About this task: Search the entries for lines that contain the word "below", and report each one found.

-- Opening Marker --

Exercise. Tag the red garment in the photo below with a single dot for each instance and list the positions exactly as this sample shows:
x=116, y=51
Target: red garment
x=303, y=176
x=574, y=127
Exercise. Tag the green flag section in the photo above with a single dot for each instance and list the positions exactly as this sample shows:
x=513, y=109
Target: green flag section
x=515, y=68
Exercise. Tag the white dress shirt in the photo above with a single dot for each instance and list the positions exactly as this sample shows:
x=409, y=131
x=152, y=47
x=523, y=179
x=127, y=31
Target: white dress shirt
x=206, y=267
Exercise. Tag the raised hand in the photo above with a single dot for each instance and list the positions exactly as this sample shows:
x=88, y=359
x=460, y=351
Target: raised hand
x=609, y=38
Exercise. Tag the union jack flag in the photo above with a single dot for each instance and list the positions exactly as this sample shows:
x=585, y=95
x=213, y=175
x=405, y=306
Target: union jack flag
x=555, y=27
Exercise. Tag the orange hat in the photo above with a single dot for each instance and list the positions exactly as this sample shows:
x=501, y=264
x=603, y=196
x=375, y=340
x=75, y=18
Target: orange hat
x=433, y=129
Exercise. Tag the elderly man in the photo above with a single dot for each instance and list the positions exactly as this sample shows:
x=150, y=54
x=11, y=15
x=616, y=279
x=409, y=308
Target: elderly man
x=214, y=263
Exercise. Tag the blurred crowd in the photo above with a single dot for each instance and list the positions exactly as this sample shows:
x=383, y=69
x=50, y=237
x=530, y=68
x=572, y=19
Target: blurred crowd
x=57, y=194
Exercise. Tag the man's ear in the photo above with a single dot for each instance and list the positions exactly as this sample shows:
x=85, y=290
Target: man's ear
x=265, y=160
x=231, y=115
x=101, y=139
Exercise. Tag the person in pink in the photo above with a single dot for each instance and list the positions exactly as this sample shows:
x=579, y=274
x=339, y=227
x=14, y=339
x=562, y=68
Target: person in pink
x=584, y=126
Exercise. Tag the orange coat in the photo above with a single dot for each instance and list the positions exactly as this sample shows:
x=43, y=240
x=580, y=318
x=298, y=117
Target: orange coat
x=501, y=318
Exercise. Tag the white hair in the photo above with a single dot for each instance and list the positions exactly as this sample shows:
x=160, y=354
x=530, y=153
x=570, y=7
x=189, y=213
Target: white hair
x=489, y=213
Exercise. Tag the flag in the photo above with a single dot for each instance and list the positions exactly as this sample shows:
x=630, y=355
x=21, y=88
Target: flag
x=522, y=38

-- Closing Marker --
-- Opening Marker --

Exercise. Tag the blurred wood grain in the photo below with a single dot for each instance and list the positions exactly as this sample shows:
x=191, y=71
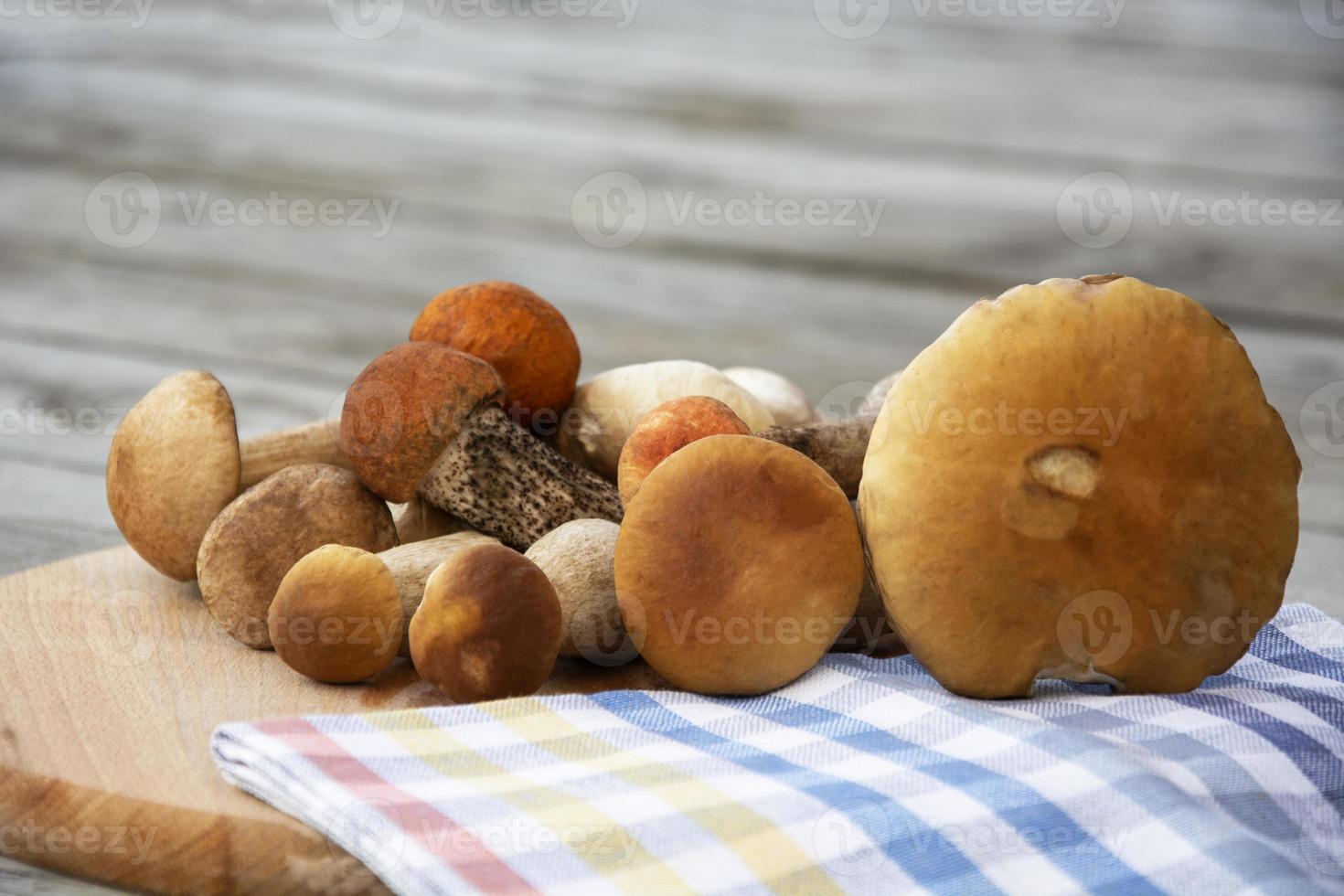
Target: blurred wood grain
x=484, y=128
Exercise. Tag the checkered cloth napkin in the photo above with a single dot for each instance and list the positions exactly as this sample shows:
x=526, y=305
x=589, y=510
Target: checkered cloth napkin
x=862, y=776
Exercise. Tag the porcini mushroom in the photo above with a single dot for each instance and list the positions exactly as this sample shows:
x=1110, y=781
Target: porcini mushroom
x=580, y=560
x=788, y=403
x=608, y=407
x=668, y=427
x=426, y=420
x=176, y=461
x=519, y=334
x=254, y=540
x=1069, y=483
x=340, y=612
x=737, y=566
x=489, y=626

-- Closing Marker --

Solution to this task:
Exercise. Tag the red garment in the photo below with a single dot for each instance and list the positions exactly as this sample shows:
Exercise. Tag the blurred wood grain in the photo below with a single dot for each instance and list the positions exactly as this sample shows:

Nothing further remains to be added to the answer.